Soal Latihan 1: Kutip tanpa perubahan baris-baris pada daftar di bawah, mulai dari baris yang memuat "point: green grass, one" sampai dengan baris terakhir daftar tersebut.

Sumber:

------------------------------

Menjadi entrepreneur tidak selalu berarti harus membuka usaha besar atau menjadi pemilik startup digital. Entrepreneur sejati adalah mereka yang mampu berpikir kritis, membaca tren dari data, mengambil keputusan dengan dasar logika yang kuat, dan berani menanggung risiko yang terukur. Semua karakter itu sebenarnya bisa dibentuk melalui pembelajaran statistik dan matematika ekonomi. Misalnya, bagaimana mahasiswa belajar membaca pola permintaan dan penawaran, menghitung margin keuntungan, atau memprediksi perilaku konsumen dengan model regresi sederhana. Di situlah ilmu bertemu praktik, dan dari situlah jiwa enterpreneur mulai tumbuh.
Di ruang kuliah, saya sering menyelipkan pendekatan kontekstual agar mahasiswa tidak sekadar mempelajari teori, tetapi juga memahami manfaat praktisnya. Misalnya, ketika membahas distribusi probabilitas, saya ajak mereka memikirkan bagaimana peluang sukses sebuah produk bisa dihitung dari data penjualan sebelumnya. Saat membahas statistik inferensial, kami berdiskusi bagaimana hasil survei bisa menjadi dasar pengambilan keputusan dalam bisnis. Dari hal-hal sederhana seperti itu, mahasiswa mulai sadar bahwa statistik bukan momok, tetapi alat penting dalam dunia kerja dan usaha.

------------------------------

Daftar yang Disediakan:
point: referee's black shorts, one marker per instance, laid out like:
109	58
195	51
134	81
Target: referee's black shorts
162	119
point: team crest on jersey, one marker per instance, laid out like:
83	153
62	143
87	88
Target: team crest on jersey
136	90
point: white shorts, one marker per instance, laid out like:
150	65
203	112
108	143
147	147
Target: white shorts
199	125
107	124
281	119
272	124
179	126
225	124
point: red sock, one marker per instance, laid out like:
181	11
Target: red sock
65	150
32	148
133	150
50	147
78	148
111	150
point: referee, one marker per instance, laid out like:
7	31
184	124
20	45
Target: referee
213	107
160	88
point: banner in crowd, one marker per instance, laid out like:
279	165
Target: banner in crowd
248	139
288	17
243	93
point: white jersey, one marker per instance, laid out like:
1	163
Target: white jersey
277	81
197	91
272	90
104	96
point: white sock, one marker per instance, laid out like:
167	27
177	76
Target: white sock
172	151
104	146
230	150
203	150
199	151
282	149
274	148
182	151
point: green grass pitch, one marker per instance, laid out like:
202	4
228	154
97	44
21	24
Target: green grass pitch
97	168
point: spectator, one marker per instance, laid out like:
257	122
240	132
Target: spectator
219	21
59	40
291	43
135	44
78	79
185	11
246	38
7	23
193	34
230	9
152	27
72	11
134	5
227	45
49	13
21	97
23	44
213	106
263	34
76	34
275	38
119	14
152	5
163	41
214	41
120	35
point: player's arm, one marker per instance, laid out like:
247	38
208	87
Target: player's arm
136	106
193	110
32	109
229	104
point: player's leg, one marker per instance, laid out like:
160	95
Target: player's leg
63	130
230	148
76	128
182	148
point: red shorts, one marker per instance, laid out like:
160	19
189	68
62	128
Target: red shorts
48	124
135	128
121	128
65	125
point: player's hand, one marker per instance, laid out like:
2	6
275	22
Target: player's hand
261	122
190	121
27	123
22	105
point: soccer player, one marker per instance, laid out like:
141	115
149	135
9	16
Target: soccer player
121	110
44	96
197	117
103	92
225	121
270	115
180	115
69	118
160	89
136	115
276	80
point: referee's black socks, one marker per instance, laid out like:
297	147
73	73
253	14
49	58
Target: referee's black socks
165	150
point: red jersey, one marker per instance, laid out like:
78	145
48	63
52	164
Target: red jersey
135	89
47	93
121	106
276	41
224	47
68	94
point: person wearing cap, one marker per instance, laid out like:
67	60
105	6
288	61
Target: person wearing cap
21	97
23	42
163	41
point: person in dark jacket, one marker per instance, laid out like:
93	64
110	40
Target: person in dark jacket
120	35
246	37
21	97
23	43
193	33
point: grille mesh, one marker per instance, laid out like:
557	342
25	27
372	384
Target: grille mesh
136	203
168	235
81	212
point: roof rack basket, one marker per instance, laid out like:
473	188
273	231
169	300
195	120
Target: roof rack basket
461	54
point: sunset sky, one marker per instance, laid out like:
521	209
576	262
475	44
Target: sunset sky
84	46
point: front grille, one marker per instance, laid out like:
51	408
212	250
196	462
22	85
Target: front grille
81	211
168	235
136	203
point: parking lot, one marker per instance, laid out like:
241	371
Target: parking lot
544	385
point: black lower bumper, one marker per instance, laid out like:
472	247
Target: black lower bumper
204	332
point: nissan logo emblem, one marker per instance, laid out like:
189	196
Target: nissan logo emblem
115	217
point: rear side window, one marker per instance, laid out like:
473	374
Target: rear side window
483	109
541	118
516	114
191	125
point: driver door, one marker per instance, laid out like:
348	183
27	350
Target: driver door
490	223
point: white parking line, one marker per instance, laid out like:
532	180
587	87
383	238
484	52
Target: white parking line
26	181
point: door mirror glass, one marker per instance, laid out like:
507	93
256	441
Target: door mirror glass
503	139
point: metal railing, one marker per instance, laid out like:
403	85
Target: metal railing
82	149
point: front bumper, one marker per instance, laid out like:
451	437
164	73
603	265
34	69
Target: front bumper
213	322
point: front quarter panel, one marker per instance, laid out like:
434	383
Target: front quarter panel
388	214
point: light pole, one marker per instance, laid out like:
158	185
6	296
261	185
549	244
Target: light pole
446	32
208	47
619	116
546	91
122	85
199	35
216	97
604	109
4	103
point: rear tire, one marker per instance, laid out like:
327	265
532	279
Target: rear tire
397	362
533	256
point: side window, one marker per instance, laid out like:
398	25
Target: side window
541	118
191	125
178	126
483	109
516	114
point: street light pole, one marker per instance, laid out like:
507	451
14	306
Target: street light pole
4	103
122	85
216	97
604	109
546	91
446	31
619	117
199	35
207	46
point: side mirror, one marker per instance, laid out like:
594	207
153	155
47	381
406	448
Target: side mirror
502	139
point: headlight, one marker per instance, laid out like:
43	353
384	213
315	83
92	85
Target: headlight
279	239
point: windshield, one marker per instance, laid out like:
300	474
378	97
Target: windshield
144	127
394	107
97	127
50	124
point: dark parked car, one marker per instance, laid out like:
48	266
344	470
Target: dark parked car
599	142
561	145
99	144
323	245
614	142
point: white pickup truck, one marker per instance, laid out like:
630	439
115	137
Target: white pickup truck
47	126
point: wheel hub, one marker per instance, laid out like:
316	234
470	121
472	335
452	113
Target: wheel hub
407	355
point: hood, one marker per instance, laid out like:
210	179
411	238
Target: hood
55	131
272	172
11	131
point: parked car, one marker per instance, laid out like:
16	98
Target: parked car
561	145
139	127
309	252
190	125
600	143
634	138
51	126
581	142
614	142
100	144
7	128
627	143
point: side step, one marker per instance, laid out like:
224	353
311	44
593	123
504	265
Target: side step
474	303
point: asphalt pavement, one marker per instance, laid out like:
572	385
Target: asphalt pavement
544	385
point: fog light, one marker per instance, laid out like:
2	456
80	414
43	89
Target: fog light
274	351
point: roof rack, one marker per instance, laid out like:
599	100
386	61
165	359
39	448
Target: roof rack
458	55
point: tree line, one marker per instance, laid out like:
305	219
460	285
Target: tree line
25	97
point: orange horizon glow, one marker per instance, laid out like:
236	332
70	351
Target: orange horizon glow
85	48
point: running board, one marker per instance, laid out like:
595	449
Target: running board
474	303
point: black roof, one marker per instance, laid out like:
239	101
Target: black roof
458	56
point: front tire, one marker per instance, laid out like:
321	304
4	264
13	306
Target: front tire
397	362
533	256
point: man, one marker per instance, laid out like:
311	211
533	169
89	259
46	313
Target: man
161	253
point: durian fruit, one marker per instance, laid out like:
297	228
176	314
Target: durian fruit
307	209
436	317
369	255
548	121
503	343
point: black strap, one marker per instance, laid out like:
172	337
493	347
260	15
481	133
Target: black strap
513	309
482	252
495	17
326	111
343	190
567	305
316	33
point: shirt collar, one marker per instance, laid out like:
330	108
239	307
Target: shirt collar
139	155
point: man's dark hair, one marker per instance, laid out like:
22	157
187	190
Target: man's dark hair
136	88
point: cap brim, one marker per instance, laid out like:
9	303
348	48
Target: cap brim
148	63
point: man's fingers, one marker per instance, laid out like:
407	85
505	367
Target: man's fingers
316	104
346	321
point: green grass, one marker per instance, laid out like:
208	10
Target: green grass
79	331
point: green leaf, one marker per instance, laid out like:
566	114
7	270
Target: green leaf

------------------------------

Soal Latihan 2: Cetak ulang tanpa perubahan bagian teks sumber tentang statistik dan kewirausahaan, mulai dari "Di ruang kuliah, saya" sampai dengan "kerja dan usaha.".

Penyelesaian Soal 1:
point: green grass, one marker per instance, laid out like:
208	10
Target: green grass
79	331
point: green leaf, one marker per instance, laid out like:
566	114
7	270
Target: green leaf

Penyelesaian Soal 2:
Di ruang kuliah, saya sering menyelipkan pendekatan kontekstual agar mahasiswa tidak sekadar mempelajari teori, tetapi juga memahami manfaat praktisnya. Misalnya, ketika membahas distribusi probabilitas, saya ajak mereka memikirkan bagaimana peluang sukses sebuah produk bisa dihitung dari data penjualan sebelumnya. Saat membahas statistik inferensial, kami berdiskusi bagaimana hasil survei bisa menjadi dasar pengambilan keputusan dalam bisnis. Dari hal-hal sederhana seperti itu, mahasiswa mulai sadar bahwa statistik bukan momok, tetapi alat penting dalam dunia kerja dan usaha.